Pull out every line in the listing below that contains the string "tortilla", and copy each one in full.

DATA SHOWN
%%

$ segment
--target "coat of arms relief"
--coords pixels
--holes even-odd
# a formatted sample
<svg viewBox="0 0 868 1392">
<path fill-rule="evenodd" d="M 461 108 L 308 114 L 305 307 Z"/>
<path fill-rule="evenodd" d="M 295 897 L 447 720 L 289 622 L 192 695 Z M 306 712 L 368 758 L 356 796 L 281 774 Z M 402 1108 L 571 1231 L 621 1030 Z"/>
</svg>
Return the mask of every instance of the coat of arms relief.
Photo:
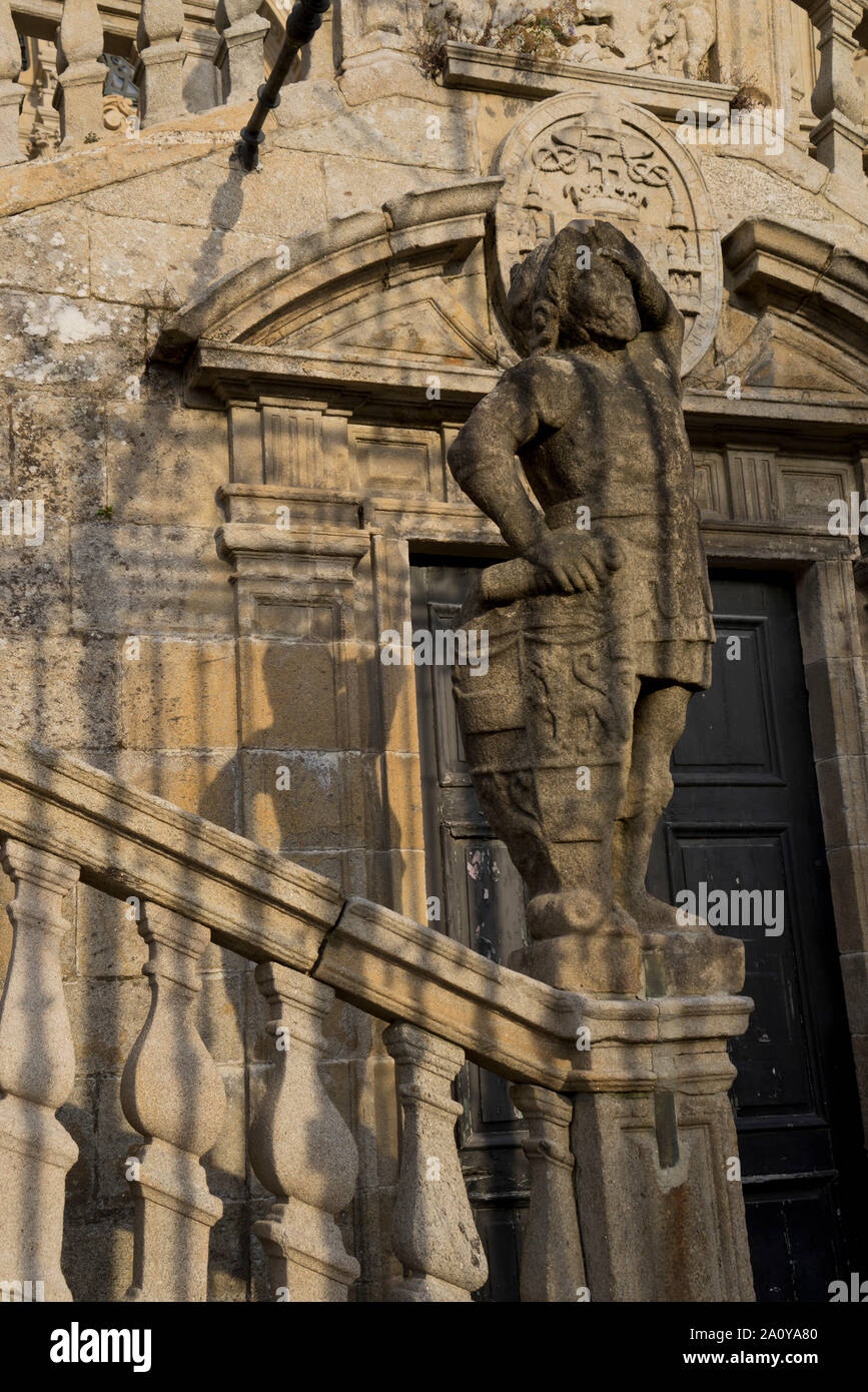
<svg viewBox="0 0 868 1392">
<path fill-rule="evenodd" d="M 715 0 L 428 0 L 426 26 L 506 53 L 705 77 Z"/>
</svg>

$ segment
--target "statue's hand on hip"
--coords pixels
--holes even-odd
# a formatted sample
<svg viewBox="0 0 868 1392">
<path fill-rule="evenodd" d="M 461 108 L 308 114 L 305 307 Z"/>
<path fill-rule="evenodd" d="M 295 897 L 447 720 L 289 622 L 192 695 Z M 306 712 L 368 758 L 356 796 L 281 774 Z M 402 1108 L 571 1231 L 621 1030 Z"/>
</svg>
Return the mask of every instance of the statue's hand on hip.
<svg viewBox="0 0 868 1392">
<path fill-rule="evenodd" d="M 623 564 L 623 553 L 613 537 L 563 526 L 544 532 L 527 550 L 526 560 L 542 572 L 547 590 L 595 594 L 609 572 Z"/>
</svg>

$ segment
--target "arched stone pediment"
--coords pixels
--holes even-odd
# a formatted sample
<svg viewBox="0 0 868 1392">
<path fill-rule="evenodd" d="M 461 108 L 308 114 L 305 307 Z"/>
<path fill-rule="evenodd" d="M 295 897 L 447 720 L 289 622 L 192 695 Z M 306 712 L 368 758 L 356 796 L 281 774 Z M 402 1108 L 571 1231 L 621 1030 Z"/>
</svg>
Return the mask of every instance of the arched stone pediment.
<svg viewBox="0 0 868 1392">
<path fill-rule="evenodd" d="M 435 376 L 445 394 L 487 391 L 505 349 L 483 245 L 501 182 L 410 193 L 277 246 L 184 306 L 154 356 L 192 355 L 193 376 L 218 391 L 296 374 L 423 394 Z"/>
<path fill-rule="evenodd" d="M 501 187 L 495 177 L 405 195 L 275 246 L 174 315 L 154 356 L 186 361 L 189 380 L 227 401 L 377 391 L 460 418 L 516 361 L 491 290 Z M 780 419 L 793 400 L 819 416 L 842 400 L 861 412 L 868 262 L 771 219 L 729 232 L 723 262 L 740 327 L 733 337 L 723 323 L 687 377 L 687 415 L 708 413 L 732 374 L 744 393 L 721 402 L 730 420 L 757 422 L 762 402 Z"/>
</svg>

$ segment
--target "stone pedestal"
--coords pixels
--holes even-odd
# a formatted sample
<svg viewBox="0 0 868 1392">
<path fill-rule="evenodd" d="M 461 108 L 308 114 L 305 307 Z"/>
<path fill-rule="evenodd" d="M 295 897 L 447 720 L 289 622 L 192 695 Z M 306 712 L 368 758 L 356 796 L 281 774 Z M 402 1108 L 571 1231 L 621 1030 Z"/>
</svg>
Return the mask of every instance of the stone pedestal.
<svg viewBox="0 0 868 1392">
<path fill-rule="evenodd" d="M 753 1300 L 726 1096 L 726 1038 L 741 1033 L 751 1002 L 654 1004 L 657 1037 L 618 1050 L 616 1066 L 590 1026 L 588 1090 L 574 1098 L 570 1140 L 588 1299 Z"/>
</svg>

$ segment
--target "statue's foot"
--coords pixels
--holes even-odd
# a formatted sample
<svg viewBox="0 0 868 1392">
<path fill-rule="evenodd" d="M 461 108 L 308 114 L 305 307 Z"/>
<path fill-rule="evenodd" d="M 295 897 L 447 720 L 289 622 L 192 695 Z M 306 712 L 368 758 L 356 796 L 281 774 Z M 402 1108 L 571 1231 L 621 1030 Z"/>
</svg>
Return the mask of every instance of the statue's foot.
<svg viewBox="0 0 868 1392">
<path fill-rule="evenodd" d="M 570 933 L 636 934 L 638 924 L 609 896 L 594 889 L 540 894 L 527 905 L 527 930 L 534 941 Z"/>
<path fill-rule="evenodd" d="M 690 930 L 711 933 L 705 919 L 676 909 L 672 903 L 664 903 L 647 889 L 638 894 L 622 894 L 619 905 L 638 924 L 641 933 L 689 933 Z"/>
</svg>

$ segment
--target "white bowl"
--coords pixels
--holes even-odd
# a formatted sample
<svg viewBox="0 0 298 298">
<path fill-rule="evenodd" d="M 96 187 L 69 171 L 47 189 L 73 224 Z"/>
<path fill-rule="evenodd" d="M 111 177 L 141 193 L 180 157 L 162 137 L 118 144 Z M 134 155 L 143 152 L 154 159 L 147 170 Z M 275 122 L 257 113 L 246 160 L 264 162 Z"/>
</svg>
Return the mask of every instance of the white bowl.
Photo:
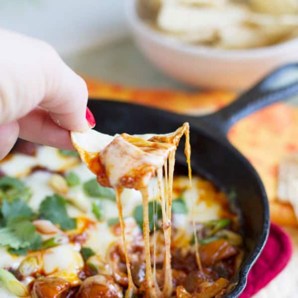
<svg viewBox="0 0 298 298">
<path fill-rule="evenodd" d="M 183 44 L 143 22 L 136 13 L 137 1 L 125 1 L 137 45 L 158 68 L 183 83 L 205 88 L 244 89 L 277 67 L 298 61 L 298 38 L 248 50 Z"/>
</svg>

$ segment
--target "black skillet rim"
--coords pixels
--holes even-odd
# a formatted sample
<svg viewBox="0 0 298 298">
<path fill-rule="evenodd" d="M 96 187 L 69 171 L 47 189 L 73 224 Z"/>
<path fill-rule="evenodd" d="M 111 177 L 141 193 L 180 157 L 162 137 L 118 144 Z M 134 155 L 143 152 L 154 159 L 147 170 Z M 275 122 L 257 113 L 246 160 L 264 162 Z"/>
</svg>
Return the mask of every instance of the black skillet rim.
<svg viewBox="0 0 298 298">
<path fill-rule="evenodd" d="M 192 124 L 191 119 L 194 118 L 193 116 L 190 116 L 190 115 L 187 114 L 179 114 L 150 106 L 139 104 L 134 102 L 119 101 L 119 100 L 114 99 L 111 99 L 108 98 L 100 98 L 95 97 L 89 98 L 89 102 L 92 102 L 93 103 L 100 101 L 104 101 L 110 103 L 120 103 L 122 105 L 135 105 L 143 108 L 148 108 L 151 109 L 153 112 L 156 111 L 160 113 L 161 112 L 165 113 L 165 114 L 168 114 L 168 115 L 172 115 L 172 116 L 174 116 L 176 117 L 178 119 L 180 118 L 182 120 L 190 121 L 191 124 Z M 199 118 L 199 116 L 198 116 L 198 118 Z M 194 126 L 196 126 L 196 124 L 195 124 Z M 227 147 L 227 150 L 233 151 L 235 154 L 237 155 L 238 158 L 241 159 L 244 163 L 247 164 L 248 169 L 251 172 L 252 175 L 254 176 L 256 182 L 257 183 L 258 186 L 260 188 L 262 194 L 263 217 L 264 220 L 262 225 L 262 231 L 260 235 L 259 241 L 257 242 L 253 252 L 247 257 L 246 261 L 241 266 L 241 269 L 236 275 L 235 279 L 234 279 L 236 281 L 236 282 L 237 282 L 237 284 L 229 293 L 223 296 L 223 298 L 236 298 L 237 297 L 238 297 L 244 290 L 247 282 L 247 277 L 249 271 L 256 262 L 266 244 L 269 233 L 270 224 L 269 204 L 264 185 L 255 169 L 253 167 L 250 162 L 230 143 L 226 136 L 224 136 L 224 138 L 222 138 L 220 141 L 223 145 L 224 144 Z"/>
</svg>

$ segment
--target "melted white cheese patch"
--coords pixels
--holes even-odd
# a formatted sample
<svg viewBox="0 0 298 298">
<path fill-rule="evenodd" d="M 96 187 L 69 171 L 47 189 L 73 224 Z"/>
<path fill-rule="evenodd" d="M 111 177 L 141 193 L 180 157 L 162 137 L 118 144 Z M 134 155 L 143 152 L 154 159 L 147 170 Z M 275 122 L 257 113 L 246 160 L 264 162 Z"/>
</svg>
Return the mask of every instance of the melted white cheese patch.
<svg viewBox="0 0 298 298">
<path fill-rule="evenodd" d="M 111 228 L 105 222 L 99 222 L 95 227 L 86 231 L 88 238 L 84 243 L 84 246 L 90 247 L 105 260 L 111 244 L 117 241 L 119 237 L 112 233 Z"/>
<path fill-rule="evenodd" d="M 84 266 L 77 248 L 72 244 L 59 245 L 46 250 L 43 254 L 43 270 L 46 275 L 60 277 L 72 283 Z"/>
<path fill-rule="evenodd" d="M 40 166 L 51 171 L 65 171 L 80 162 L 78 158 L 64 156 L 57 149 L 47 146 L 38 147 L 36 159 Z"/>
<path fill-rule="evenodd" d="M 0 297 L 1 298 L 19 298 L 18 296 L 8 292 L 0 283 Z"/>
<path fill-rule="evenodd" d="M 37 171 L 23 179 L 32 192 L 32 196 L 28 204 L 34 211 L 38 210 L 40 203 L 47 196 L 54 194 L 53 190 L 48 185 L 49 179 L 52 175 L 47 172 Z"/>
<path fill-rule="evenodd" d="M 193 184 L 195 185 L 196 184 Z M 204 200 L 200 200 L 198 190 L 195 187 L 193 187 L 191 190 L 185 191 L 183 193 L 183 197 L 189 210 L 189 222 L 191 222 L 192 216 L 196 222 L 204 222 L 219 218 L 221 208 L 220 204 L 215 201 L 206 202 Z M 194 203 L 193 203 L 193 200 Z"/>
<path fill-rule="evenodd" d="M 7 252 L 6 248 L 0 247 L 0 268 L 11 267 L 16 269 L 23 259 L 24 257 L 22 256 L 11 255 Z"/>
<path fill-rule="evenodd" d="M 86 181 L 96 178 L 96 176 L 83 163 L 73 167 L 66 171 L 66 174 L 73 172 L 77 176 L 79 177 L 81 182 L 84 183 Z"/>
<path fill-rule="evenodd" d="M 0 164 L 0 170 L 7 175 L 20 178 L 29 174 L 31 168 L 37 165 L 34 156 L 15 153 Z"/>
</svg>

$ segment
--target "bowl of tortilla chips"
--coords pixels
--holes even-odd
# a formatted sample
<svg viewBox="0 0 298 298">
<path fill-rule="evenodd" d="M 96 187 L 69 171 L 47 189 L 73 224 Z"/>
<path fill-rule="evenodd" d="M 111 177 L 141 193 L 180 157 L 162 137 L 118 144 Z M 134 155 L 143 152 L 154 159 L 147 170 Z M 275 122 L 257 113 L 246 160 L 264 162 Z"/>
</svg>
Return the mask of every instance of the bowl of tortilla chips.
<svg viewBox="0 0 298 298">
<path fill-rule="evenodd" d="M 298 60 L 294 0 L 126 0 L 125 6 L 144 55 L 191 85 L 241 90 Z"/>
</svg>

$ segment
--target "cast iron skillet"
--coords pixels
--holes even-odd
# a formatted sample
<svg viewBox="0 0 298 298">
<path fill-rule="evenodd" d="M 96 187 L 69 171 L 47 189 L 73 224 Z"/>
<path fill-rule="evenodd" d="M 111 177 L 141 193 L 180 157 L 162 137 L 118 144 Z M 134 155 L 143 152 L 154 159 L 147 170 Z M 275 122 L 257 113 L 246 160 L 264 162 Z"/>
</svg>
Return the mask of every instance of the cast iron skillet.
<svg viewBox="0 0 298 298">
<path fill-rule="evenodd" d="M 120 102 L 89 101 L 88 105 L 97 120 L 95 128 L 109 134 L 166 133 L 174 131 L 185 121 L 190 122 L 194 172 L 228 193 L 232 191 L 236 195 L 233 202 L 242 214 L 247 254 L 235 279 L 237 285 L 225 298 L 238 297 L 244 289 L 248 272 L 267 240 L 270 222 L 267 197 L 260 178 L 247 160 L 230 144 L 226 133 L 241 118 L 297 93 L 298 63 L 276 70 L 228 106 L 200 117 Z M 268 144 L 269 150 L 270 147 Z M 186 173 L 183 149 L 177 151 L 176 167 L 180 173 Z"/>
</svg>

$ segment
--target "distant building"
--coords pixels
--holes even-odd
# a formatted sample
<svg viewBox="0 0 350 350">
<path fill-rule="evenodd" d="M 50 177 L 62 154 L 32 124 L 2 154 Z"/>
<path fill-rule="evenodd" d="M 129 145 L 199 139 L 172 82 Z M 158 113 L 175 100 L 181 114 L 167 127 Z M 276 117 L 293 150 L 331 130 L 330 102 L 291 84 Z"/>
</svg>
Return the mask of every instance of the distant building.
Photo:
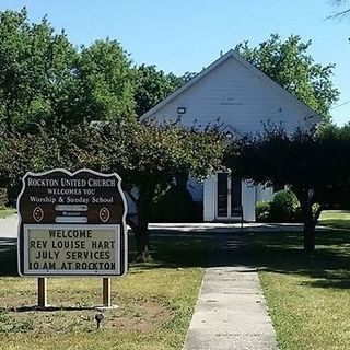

%%

COMPLETED TASK
--target "bowl of tortilla chips"
Return the mask of every instance of the bowl of tortilla chips.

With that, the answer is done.